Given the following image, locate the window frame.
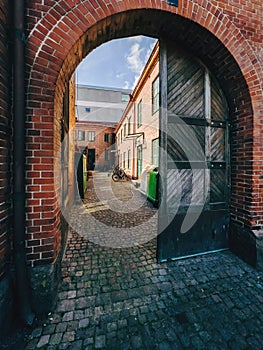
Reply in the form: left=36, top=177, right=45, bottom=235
left=105, top=149, right=109, bottom=161
left=152, top=76, right=160, bottom=115
left=137, top=100, right=142, bottom=128
left=104, top=133, right=110, bottom=143
left=123, top=152, right=126, bottom=169
left=78, top=130, right=85, bottom=141
left=128, top=149, right=131, bottom=169
left=88, top=131, right=95, bottom=142
left=152, top=137, right=159, bottom=166
left=128, top=117, right=131, bottom=135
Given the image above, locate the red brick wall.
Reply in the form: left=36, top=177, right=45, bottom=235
left=0, top=0, right=12, bottom=281
left=23, top=1, right=263, bottom=266
left=75, top=121, right=116, bottom=171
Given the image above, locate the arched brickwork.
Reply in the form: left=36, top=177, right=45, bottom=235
left=24, top=0, right=263, bottom=291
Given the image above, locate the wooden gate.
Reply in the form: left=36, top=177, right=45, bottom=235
left=157, top=40, right=230, bottom=262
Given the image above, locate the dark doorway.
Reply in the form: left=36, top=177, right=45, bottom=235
left=88, top=149, right=95, bottom=170
left=87, top=148, right=95, bottom=170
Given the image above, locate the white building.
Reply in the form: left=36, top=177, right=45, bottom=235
left=75, top=85, right=131, bottom=123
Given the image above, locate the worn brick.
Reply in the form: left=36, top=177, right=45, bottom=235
left=1, top=1, right=263, bottom=344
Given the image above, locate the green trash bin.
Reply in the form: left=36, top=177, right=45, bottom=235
left=147, top=167, right=159, bottom=207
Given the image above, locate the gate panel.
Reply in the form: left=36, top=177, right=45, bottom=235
left=157, top=40, right=230, bottom=262
left=167, top=52, right=205, bottom=117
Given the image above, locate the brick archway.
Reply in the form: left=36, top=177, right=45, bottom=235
left=25, top=1, right=263, bottom=313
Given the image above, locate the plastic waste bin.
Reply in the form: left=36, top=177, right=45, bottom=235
left=147, top=167, right=159, bottom=207
left=139, top=165, right=155, bottom=194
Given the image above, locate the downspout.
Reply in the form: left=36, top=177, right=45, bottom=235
left=13, top=0, right=35, bottom=326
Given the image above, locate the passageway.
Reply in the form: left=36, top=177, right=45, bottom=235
left=0, top=0, right=262, bottom=344
left=21, top=175, right=263, bottom=349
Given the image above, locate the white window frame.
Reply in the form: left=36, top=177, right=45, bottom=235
left=152, top=76, right=160, bottom=115
left=88, top=131, right=95, bottom=142
left=137, top=100, right=142, bottom=128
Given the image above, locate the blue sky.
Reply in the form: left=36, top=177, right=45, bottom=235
left=76, top=36, right=157, bottom=90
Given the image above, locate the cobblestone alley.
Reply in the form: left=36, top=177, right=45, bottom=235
left=9, top=174, right=263, bottom=349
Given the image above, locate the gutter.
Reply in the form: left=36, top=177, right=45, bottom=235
left=13, top=0, right=35, bottom=326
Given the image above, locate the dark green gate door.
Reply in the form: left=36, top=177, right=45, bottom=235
left=157, top=40, right=230, bottom=262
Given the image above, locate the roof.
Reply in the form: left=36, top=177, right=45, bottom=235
left=75, top=120, right=118, bottom=128
left=76, top=84, right=132, bottom=94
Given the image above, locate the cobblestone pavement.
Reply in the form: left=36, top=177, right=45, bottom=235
left=20, top=173, right=263, bottom=349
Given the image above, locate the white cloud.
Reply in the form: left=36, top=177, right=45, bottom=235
left=123, top=80, right=130, bottom=89
left=126, top=43, right=145, bottom=75
left=126, top=37, right=158, bottom=89
left=116, top=72, right=125, bottom=79
left=132, top=75, right=140, bottom=89
left=76, top=35, right=157, bottom=89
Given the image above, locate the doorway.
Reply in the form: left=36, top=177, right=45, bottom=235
left=88, top=149, right=95, bottom=171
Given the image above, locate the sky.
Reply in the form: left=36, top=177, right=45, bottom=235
left=76, top=35, right=157, bottom=91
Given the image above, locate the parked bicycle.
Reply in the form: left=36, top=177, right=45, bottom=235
left=112, top=164, right=131, bottom=182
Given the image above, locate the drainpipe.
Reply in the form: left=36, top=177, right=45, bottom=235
left=13, top=0, right=35, bottom=326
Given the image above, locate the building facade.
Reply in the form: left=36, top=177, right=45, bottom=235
left=0, top=0, right=263, bottom=337
left=76, top=85, right=130, bottom=123
left=74, top=84, right=130, bottom=173
left=75, top=120, right=116, bottom=171
left=116, top=41, right=159, bottom=180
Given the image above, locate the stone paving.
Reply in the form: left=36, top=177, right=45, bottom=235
left=15, top=174, right=263, bottom=349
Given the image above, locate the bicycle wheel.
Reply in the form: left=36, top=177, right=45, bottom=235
left=112, top=174, right=119, bottom=182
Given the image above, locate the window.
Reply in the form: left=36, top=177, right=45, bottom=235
left=152, top=138, right=159, bottom=166
left=88, top=131, right=95, bottom=141
left=122, top=93, right=129, bottom=102
left=128, top=149, right=131, bottom=169
left=105, top=150, right=109, bottom=161
left=85, top=107, right=91, bottom=113
left=121, top=129, right=123, bottom=142
left=128, top=117, right=131, bottom=135
left=124, top=123, right=127, bottom=137
left=137, top=100, right=142, bottom=128
left=152, top=76, right=159, bottom=114
left=104, top=133, right=110, bottom=143
left=78, top=130, right=85, bottom=141
left=123, top=152, right=126, bottom=168
left=137, top=145, right=142, bottom=178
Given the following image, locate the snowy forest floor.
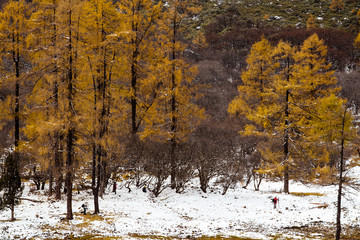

= = = =

REQUIRED WORK:
All that is wanted is a faithful reproduction of the line above with "Given the image above, locate the building", the line with "Given the image above, locate the window.", and every line in between.

TASK SOLUTION:
Given the image above, locate the building facade.
Reply in the form: left=36, top=177, right=45, bottom=235
left=0, top=0, right=263, bottom=337
left=76, top=85, right=130, bottom=123
left=74, top=84, right=130, bottom=173
left=75, top=120, right=116, bottom=171
left=116, top=41, right=159, bottom=180
Given the image above, locate the stone paving.
Reply in the form: left=36, top=177, right=45, bottom=235
left=15, top=174, right=263, bottom=349
Given the image above, locate the bicycle wheel.
Reply in the form: left=36, top=177, right=45, bottom=235
left=112, top=174, right=119, bottom=182
Given the image above, locate the window.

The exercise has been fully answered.